*CONSEGNA*:
Nel brano su Trebisonda riportato più avanti, riscrivi la parte compresa tra "Certo, solo una" e "nel loro contesto.", estremi inclusi, sostituendo "Trabzon" con "Trapezunte".

Trebisonda al tempo di Marco Polo era già un mito, e lo sarebbe diventata sempre più nel corso dei secoli. La bellezza delle sue principesse, bramate da emiri, imperatori bizantini, re caucasici e aristocratici occidentali fu presto trasfigurata nei poemi e nei romanzi cavallereschi. Anche dopo la sua caduta, otto anni dopo quella della stessa Costantinopoli, la leggenda dell’ultimo Impero greco non morì, arrivando a Foscolo, Kavafis e D’Annunzio. Ancora oggi reliquiari, codici a lettere d’oro e manoscritti minati dispersi in Europa, con il loro bagliore corrusco, lasciano intuire – come braci che brillano sotto la cenere – lo sfarzo perduto dell’antica capitale sul Mar Nero.
Certo, solo una macchina del tempo permetterebbe di conoscere appieno lo <<strano e romantico impero>>, com’è stato definito, dei Greci del Ponto. Anche visitando l’odierna Trabzon non è sempre semplice individuare i resti bizantini, più numerosi di quanto si potrebbe pensare ma sommersi dall’urbanistica dirompente della città contemporanea, e inserirli nel loro contesto.
In queste pagine proveremo allora addentrarci nella storia e nella leggenda dell’ultimo Impero greco, e capire perché uno Stato che, com’è stato detto, non fu mai una superpotenza in senso politico, lo divenne però nell’immaginario collettivo, e lo rimase per settecento anni. Tresibonda, infatti, fu la prima Terra di Mezzo: un impero lontano, romantico, esotico, scintillante, percorso da draghi, maghi e cavalieri, dove tutto era possibile. Ci faremo aiutare dai tanti scrittori e studiosi che da 2500 anni parlano di questa terra leggendaria, almeno da quando Trapezunte, l’antico nome di Trebisonda, irrompe in una delle pagine più belle della letteratura”.

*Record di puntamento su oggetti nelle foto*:
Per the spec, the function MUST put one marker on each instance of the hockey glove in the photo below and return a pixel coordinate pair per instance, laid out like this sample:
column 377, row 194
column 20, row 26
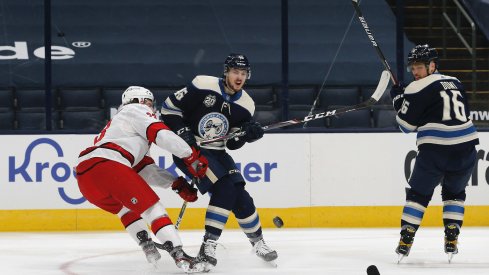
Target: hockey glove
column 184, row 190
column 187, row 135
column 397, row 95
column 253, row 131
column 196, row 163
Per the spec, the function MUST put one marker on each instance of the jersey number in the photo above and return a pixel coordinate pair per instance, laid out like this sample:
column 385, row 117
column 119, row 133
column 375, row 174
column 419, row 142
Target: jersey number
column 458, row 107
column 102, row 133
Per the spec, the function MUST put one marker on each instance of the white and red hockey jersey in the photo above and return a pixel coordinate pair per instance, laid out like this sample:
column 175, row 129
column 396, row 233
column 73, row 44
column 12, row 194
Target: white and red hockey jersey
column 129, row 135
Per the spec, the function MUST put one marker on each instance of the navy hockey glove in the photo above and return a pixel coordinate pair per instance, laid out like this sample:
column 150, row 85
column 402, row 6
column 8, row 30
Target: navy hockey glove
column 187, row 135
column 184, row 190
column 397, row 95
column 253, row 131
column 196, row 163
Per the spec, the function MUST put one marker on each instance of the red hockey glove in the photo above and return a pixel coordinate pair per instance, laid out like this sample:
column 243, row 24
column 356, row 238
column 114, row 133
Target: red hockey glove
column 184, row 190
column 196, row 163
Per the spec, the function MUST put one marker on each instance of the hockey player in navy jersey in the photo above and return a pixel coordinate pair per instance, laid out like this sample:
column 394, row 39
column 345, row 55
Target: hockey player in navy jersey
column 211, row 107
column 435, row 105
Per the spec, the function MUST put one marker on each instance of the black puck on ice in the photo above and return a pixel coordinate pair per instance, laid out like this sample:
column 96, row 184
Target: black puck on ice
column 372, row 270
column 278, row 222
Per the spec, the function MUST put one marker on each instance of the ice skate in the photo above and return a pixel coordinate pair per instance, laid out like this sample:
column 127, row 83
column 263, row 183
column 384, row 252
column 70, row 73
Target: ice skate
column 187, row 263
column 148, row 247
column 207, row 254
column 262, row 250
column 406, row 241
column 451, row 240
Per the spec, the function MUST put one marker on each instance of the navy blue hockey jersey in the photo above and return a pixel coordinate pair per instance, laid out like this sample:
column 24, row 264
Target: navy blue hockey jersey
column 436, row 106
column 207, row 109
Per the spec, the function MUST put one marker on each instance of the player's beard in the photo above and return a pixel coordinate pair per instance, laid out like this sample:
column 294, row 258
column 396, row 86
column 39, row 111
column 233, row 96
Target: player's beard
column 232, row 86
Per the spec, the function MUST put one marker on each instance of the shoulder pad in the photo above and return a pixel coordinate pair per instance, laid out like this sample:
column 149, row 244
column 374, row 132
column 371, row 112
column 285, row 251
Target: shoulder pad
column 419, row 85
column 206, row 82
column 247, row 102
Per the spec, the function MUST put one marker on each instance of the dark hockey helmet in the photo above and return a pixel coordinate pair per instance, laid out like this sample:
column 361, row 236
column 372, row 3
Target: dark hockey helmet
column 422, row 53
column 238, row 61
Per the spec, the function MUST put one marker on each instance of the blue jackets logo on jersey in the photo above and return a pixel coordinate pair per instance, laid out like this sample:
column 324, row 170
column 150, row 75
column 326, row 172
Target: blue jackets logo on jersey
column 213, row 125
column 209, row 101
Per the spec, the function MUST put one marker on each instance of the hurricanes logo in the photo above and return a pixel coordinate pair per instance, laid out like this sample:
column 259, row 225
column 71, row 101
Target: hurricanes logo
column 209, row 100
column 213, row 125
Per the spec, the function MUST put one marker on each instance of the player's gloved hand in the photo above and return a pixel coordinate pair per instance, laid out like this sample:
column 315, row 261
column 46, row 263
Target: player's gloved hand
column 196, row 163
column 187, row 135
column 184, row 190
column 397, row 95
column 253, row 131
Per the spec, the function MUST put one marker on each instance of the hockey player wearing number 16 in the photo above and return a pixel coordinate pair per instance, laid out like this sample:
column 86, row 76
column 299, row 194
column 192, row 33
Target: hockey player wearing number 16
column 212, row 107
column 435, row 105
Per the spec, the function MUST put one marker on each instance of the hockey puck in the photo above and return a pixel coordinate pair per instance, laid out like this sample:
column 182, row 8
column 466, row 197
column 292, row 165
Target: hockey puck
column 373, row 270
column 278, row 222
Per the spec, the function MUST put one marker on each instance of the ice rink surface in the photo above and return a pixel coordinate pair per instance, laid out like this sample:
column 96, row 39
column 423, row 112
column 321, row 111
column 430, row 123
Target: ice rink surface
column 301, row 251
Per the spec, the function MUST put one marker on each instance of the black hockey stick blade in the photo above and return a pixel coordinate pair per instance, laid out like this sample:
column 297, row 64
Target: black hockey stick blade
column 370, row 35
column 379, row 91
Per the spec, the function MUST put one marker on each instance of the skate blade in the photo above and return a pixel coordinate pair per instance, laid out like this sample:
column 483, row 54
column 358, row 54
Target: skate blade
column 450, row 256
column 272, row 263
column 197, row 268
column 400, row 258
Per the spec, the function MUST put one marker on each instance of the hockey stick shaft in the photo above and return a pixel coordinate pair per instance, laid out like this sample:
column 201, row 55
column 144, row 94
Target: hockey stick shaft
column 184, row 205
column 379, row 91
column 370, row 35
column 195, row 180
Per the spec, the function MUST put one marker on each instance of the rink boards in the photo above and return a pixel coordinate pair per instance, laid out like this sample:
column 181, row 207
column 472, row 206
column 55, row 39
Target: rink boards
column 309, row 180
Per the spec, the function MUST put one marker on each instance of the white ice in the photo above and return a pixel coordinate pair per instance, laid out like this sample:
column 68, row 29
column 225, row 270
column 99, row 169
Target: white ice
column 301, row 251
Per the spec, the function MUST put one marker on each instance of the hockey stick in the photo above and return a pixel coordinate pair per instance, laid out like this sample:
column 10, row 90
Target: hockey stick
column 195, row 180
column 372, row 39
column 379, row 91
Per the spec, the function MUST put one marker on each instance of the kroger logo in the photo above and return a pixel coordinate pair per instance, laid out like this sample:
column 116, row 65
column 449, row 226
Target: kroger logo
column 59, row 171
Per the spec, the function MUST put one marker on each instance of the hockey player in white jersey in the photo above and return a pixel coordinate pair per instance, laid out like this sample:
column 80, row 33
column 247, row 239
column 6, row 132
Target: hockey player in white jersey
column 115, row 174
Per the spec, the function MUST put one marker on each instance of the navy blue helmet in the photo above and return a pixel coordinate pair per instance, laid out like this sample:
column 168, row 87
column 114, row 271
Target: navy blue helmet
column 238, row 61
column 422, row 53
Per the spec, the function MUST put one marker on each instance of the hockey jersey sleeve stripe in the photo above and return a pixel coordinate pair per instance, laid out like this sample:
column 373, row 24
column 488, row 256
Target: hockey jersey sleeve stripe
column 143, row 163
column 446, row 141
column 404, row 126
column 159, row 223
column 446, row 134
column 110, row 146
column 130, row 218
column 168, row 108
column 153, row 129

*RISULTATO FINALE*:
Certo, solo una macchina del tempo permetterebbe di conoscere appieno lo <<strano e romantico impero>>, com’è stato definito, dei Greci del Ponto. Anche visitando l’odierna Trapezunte non è sempre semplice individuare i resti bizantini, più numerosi di quanto si potrebbe pensare ma sommersi dall’urbanistica dirompente della città contemporanea, e inserirli nel loro contesto.